#### [Exercise brief]
All of the entries need to be written out again, exactly as they are.
++++ Records shown ++++
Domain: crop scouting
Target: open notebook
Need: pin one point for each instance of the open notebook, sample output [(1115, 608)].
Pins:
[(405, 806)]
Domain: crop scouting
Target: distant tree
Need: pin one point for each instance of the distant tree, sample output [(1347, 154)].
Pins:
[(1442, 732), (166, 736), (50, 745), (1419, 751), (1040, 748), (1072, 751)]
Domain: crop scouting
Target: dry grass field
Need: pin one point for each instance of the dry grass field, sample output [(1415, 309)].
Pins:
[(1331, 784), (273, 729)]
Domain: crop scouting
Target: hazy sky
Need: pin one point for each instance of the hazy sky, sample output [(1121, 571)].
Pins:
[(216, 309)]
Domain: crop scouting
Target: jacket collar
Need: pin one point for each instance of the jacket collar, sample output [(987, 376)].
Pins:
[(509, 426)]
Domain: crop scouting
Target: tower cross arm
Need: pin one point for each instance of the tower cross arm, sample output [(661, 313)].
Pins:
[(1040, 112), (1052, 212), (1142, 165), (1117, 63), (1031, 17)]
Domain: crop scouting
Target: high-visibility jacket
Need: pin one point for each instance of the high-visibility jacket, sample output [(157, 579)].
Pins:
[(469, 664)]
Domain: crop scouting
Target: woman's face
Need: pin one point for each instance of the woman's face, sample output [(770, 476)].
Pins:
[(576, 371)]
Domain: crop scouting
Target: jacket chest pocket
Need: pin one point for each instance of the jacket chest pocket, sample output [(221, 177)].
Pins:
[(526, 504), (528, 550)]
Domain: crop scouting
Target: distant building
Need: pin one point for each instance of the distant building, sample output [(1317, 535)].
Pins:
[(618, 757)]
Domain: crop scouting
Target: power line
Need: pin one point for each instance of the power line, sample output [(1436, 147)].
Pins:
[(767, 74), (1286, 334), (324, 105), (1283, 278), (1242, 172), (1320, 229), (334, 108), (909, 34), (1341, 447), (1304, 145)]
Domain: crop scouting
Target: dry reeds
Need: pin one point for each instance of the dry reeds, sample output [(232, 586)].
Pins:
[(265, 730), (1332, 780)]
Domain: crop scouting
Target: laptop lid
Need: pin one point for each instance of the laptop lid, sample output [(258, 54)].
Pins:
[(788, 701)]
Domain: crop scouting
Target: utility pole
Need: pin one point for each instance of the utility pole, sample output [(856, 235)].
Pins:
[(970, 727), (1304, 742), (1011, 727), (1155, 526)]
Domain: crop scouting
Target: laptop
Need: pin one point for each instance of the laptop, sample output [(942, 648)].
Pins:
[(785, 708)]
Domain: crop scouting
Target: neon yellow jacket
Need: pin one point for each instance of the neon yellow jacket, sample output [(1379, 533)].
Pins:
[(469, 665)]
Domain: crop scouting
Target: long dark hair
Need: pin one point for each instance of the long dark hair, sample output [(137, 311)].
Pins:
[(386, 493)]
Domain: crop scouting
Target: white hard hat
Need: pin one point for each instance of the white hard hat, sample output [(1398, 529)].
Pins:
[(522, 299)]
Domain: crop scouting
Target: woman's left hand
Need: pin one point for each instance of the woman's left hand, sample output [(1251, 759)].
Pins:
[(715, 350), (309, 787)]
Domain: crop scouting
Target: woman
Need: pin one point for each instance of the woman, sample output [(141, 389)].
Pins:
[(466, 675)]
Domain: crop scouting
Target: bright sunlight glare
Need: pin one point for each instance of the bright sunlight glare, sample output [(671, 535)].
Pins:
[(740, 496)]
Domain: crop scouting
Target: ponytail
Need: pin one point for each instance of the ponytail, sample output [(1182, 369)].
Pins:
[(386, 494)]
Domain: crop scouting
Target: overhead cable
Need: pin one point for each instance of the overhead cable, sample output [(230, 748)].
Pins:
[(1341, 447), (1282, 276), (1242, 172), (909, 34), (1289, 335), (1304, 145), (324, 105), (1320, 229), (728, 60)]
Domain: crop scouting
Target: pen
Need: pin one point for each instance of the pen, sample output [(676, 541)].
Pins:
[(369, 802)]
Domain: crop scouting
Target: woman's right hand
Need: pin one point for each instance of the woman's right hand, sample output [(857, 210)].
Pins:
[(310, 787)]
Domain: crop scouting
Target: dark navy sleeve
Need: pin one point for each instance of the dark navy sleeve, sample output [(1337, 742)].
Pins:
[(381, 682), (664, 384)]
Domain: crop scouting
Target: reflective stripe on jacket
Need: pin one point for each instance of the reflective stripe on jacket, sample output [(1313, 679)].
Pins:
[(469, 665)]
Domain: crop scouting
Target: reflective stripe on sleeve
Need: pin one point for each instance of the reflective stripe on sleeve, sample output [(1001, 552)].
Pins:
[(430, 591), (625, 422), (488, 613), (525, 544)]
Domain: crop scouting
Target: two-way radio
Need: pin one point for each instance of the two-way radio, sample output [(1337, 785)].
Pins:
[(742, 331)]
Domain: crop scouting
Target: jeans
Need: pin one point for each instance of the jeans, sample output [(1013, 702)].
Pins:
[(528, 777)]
++++
#### [Response to this task]
Domain: crop scouting
Target: open notebook
Need: pin one point for each instance of the open notebook, sample output [(1115, 608)].
Pins:
[(405, 806)]
Domain: crop scouting
Target: distant tree
Need: pin one point for each instance of the distant tree, sample output [(1347, 154)].
Pins:
[(1442, 732), (166, 736), (50, 745), (1419, 751), (1040, 748), (1072, 751)]
Domain: crop scouting
Target: dry grass field
Need: pin one point for each instance of the dry grass field, sample output [(1415, 309)].
Pins:
[(1331, 784), (273, 729)]
Domain: crop scouting
Target: hazy sky
Need: pin one point for each instance of the hazy sky, sample output [(1121, 571)].
Pins:
[(216, 309)]
Domain: crop scouting
Target: jacket collar
Need: pin one point for each instance of the jacket collar, sample output [(987, 376)].
Pins:
[(509, 426)]
Domain: crop scouting
Target: tower cross arm
Need: pin one point for each instance of the tower cross arm, sample output [(661, 313)].
Pins:
[(1040, 112), (1052, 212), (1142, 165), (1117, 63), (1031, 17)]
Domain: crop scouting
Target: high-visibility jacket
Need: pin one point for each instance of the high-visibility jacket, sample output [(157, 579)].
Pins:
[(469, 664)]
Domain: crop scouting
Target: woman's face
Need: pin one point for each instance of the woman's face, sample output [(770, 476)].
Pins:
[(576, 371)]
Domain: crop scouting
Target: jacket chest pocket
Need: pin one point for each instance of the jacket chest pocket, sample output [(221, 177)].
Pins:
[(526, 504), (528, 550)]
Domain: crop scouting
Target: distant building
Need: pin one point for each instance of the distant building, sample output [(1317, 535)].
Pins:
[(618, 757)]
Domain: crop scouting
Target: power line
Need: pin one point for each instance of the power line, sample output [(1436, 147)].
Pins:
[(767, 74), (1286, 334), (324, 105), (1283, 278), (1242, 172), (1320, 229), (334, 108), (909, 34), (1341, 447), (1304, 145)]
Domain: crop scouting
Target: dry reeds
Need: pin one point for each instance of the dry reeds, sample output [(232, 586)].
Pins:
[(265, 730), (1332, 780)]
Domain: crop scouting
Target: laptop lid
Need: pin one point for each instance of the laptop lid, sample output [(258, 54)].
Pins:
[(788, 701)]
Domain: crop scouting
Target: utility pole
Need: pin one point for each instance of the utility pole, sample output [(856, 235)].
Pins:
[(970, 727), (1304, 742), (1011, 727), (1155, 526)]
Domain: crop scouting
Target: laptop
Need: pin one point for each instance of the laptop, sample output [(942, 648)].
Pins:
[(785, 708)]
Domain: crop scouting
Target: neon yellow jacket
Need: pin one point for each instance of the neon yellow jacket, sample output [(1379, 533)].
Pins:
[(469, 665)]
Domain: crop scouting
Target: long dark hair
Need: pin one point for each instance of the long dark hair, sample output [(137, 311)].
Pins:
[(386, 493)]
Domain: crop scouting
Target: white hard hat
Need: pin one point for each instance of the white hard hat, sample output [(1398, 529)].
Pins:
[(522, 299)]
Domain: crop scouting
Target: woman's left hand
Need: pin one point for each instance of the woman's left hand, sample output [(1251, 759)].
Pins:
[(715, 350), (309, 787)]
Domain: crop scouting
Target: woman
Need: pin one point for each instance of the woman, sample output [(141, 389)].
Pins:
[(466, 675)]
Domain: crop scouting
Target: bright sunlight glare
Need: pin one point for each instance of the bright sunlight glare, sample output [(671, 535)].
Pins:
[(740, 496)]
Domain: crop scouting
Target: ponytail
Need: pin one point for each instance of the ponytail, sample output [(1182, 369)].
Pins:
[(386, 494)]
Domain: crop scouting
Target: overhead cable
Need: pin one point for each instance of the overhead cable, sample output [(230, 748)].
Pins:
[(1341, 447), (1282, 276), (1242, 172), (909, 34), (1289, 335), (1304, 145), (324, 105), (1320, 229), (728, 60)]
Domain: crop scouting
Target: pen
Need: pin one point for each instance of the pen, sample output [(676, 541)].
Pins:
[(369, 802)]
Domain: crop scouting
Target: woman's right hand
Need: pin one point for each instance of the woman's right hand, sample output [(857, 210)].
Pins:
[(310, 787)]
Domain: crop scouting
Target: dark navy sleeve
Need: pin one point for each instance of the dark navy sleeve, sample output [(1337, 742)].
Pins:
[(381, 682), (664, 384)]
Domain: crop scouting
Target: reflective stripe on jacket
Need: pin one point for each instance of the reflective stripe on jacket, sample output [(1313, 679)].
Pins:
[(469, 665)]
Domain: crop scouting
Target: reflective stripe on sleeve
Need: pin one point for each instance of the reflective stripe on sleeve, sample output [(1001, 552)].
Pins:
[(430, 591), (625, 422), (488, 613), (525, 544)]
Domain: crop scouting
Target: two-way radio
Need: pin one point for each instance of the two-way radio, sample output [(1337, 785)].
Pins:
[(742, 331)]
Domain: crop scouting
Target: jeans
Need: pin one point for each instance of the jeans, sample output [(1013, 702)].
Pins:
[(528, 777)]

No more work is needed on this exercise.